What you are asked to do: Rescale everything from the start of the material down to the line containing "[692,238,741,288]", both ends included, by multiplying each bounding box coordinate by 1.3 and rounding to whole numbers with halves rounded up. Keep all other text as it stands and leave the pictures out.

___ Data excerpts ___

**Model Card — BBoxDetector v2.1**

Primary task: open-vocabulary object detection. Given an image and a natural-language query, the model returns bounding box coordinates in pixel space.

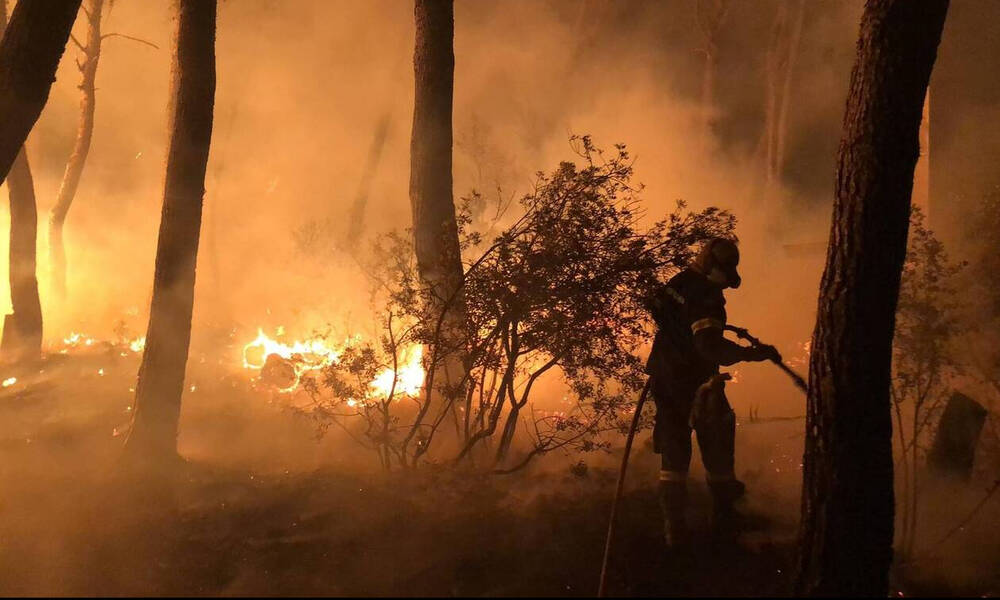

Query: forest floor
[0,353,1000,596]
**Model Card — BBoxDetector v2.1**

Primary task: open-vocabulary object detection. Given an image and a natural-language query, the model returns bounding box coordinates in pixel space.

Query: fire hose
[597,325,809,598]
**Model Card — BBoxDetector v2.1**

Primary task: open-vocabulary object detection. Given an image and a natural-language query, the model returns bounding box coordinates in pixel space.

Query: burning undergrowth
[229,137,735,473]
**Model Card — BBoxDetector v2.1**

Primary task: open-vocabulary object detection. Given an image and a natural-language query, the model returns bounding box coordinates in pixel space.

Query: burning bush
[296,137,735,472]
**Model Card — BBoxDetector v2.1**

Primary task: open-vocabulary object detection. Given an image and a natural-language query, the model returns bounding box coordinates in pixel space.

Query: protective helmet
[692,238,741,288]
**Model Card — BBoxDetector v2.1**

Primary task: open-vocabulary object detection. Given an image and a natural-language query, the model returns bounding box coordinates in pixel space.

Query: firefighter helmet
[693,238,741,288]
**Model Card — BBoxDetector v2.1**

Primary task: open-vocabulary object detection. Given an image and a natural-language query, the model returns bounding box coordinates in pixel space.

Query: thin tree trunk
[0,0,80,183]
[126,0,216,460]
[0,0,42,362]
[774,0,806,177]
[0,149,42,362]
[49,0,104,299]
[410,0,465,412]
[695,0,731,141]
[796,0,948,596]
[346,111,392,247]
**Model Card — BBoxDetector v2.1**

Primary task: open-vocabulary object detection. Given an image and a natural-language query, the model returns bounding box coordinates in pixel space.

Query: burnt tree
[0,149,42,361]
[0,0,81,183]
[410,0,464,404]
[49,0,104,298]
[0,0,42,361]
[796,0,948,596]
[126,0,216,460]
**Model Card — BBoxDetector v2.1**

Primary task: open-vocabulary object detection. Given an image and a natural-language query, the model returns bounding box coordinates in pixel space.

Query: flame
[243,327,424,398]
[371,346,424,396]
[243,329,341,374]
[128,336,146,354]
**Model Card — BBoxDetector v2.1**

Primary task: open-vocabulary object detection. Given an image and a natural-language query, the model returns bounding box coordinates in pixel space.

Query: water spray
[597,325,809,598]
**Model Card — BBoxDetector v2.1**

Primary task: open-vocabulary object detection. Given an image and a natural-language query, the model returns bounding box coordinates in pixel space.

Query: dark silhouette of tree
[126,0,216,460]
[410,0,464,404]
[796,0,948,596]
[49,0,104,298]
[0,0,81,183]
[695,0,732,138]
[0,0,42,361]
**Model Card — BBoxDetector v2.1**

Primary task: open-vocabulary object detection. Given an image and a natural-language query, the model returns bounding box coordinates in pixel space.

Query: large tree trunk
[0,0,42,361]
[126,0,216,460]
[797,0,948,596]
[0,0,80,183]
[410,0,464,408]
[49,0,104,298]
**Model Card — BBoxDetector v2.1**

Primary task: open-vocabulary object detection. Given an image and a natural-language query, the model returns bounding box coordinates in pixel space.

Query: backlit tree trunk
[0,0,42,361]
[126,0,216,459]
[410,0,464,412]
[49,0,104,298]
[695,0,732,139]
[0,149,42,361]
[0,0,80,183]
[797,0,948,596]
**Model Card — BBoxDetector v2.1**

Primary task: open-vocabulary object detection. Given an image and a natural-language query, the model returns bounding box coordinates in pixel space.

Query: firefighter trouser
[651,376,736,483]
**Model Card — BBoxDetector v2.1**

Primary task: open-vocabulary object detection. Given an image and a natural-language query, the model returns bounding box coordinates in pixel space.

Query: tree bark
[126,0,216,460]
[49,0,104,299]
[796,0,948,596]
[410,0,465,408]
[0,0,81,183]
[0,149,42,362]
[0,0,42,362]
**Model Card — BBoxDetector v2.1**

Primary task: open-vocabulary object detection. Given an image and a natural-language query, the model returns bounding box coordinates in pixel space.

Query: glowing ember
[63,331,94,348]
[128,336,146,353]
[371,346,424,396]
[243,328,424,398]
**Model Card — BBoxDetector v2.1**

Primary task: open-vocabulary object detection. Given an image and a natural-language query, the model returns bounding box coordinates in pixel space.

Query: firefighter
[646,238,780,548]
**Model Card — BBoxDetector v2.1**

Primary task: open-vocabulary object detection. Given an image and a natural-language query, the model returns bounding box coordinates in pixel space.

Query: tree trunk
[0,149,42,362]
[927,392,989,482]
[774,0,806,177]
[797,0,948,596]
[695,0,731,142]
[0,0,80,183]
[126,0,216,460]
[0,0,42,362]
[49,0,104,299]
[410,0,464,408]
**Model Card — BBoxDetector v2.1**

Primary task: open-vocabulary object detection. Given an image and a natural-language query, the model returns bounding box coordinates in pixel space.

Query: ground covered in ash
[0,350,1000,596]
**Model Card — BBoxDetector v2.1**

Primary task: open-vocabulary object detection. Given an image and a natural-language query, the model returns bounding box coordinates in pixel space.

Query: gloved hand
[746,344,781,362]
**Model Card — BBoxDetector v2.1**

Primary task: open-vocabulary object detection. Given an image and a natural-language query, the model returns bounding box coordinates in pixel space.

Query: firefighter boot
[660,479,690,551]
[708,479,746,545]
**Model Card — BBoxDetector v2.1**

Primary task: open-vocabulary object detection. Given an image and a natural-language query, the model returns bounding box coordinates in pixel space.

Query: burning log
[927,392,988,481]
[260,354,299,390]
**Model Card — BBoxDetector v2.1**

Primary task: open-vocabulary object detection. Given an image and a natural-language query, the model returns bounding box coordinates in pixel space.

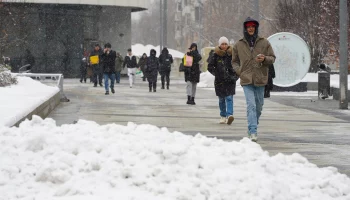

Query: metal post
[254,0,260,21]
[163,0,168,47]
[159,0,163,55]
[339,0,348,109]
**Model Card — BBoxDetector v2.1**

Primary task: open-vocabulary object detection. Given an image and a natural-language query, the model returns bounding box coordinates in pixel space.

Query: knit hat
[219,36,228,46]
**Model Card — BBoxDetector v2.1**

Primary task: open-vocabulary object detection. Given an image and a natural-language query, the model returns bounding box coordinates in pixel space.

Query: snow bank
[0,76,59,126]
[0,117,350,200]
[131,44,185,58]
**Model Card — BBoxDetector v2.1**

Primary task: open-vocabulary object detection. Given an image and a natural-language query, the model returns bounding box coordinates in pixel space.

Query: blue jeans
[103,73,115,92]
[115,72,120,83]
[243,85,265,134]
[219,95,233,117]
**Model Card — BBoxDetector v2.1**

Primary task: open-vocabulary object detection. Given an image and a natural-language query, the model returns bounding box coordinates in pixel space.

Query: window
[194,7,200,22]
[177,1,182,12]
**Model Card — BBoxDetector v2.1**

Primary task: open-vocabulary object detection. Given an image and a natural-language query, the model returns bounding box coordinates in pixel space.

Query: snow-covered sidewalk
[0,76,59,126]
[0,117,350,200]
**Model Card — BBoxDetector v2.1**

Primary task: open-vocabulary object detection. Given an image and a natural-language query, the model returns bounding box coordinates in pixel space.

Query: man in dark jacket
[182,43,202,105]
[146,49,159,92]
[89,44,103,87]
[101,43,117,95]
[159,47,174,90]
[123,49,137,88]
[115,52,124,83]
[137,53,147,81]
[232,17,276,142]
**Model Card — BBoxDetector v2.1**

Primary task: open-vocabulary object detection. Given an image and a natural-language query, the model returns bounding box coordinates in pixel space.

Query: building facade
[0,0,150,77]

___

Solution:
**Model Card — BBoxDetector v2.1**

Primary task: open-vocabulary object detection. Given an image and a natural-language query, the model returns bounding box coordinates in pixel space.


Query: forest floor
[0,459,1300,775]
**Model Card — BBoxDetector v2.1**

Primary task: open-vocabulary object detection. Given an image and a natural-language query, the model returns bounding box coordinates in pixel space.

Query: fire hose
[776,423,1052,777]
**Model Card — BBoxDetector v2.1**

Primary task: open-vocabulary object detection. Given an image and a natural-language query, the model returns bounding box coordinates in pixel space.

Query: burning undergrowth
[298,178,956,615]
**Model Card — BBoxDetector v2.1**

Primary task: open-vocabulary object detection. Given an image and a natural-language query, the model returns bounding box coordinates in pixel space.

Query: burning bush
[385,178,956,614]
**Model Card — BBoxDetector v2.1**

Primary task: open-vocabulary object detection. Given an image and a natural-language query, the model returns bounding box coordinates in pixel space.

Query: protective helmet
[900,309,963,374]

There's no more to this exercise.